BRIEF:
Copy out every line, from the one containing "the white long-sleeve" through the end of the rows, unchanged except for one edit: shift each coordinate value in the answers up by 147.

Collected data:

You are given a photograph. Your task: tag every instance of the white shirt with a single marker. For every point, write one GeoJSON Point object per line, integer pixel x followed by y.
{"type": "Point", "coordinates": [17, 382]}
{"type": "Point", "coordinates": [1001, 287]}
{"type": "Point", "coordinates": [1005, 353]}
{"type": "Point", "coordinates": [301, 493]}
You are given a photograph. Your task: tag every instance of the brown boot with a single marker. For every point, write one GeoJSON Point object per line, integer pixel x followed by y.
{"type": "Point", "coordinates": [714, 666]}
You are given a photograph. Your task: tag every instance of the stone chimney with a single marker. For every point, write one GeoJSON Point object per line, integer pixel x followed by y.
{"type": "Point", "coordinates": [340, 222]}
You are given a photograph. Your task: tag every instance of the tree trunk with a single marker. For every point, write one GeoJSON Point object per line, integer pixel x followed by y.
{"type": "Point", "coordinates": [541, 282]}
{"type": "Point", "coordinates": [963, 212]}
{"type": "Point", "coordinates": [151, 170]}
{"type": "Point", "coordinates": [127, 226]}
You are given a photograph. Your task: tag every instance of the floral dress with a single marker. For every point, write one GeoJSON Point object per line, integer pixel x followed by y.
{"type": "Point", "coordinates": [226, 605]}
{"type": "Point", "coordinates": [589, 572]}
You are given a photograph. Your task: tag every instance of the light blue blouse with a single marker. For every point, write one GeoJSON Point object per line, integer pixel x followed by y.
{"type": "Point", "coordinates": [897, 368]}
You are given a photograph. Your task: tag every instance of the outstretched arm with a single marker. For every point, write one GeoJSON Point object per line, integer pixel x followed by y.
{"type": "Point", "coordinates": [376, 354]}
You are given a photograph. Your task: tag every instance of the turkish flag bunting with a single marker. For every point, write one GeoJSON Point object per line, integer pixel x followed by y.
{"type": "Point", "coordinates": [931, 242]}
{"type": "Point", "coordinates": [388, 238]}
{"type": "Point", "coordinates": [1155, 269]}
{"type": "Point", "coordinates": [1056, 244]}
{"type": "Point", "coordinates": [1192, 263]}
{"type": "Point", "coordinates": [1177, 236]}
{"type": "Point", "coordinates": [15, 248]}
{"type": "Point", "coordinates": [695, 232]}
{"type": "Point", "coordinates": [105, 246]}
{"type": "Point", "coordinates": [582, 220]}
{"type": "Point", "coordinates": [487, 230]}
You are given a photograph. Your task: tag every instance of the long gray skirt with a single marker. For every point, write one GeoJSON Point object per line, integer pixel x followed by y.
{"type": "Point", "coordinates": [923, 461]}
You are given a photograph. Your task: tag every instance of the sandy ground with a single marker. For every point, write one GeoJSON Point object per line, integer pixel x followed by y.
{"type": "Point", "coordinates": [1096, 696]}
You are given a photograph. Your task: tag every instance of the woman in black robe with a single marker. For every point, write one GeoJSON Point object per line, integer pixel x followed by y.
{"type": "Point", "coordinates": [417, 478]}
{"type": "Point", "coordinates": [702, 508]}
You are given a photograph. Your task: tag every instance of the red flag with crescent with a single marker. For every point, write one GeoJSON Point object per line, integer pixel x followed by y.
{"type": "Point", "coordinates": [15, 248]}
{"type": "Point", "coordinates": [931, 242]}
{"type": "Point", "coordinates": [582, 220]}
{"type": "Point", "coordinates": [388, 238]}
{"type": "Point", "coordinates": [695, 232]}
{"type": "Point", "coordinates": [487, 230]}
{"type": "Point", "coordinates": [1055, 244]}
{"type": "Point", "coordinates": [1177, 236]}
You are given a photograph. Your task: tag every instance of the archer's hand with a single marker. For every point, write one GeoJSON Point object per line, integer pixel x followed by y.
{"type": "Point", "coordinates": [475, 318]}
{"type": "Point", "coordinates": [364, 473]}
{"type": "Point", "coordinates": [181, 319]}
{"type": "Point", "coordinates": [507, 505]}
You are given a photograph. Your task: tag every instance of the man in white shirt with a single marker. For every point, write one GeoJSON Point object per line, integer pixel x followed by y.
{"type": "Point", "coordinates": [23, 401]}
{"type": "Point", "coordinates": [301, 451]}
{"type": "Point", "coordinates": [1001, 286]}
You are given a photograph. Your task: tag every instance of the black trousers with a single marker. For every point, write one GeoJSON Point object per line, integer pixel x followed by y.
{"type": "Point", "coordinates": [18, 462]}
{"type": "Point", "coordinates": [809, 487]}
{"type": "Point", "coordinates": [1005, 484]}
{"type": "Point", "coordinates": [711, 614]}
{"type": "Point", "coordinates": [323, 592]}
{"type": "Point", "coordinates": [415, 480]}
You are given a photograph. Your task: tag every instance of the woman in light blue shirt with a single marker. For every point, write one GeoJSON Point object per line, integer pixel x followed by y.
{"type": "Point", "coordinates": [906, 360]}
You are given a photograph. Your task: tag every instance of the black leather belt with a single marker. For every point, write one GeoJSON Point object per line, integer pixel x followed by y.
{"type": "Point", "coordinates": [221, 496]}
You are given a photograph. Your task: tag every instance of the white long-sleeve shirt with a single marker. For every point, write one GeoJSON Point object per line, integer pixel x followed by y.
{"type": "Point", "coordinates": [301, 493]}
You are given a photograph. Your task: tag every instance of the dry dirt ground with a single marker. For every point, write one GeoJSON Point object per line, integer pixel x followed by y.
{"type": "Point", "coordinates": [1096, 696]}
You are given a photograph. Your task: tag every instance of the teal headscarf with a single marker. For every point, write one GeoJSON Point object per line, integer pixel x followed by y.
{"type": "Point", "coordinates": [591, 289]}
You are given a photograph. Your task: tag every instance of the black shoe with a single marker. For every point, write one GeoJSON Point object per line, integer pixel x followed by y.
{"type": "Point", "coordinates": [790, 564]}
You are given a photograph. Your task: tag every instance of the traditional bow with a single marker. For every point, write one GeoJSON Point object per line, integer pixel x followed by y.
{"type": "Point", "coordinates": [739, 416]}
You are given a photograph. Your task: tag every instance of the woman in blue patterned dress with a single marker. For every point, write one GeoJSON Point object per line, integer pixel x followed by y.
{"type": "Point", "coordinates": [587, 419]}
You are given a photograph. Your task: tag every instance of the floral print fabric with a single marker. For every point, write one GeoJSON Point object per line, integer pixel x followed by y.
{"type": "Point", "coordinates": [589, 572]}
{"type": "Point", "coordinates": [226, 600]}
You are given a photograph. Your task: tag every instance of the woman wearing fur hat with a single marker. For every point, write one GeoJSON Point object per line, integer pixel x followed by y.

ANSWER FOR THIS EXERCISE:
You are given a photograph. Your task: tag every instance of the white long-sleeve shirt with a single marker. For every point, write one GeoJSON Point object per line, integer pixel x followed by y.
{"type": "Point", "coordinates": [448, 640]}
You are given a photograph. Your task: tag every instance of the dry dirt ground with a single marker. For every point, write one GeoJSON Point object per line, integer pixel x followed by y.
{"type": "Point", "coordinates": [1243, 843]}
You are given a photograph. Your task: tag every instance of the teal headscarf with a single marker. For every point, write one GeoJSON Point object per line, integer pixel x followed by y.
{"type": "Point", "coordinates": [738, 436]}
You are given a photograph. Your task: tag every instance of the black shoe with a single marker. For every point, write one GeoJSON Point object per line, integer pixel x followed by y.
{"type": "Point", "coordinates": [937, 711]}
You are given a photograph. Your task: tag every instance of the traditional bow with a single marker. For every point, write one GeoJSON Point object per line, integer pixel x followed by y.
{"type": "Point", "coordinates": [886, 563]}
You are given a photograph. Your task: tag every instance of the woman in blue patterned dress with a single marker. For every point, write one GeoJSON Point object per line, integer pixel x followed by y.
{"type": "Point", "coordinates": [734, 566]}
You are given a photograph. Your task: tag every instance of the floral print fabric with a single marker. For every point, write one GeoJSON Point object per line, integer pixel x followed by y.
{"type": "Point", "coordinates": [736, 719]}
{"type": "Point", "coordinates": [373, 747]}
You are given a photograph. Your task: tag every instance of the woman wearing fur hat with a single marker. For every point, write one GeoJSON Point object per line, integer pixel x followed by y.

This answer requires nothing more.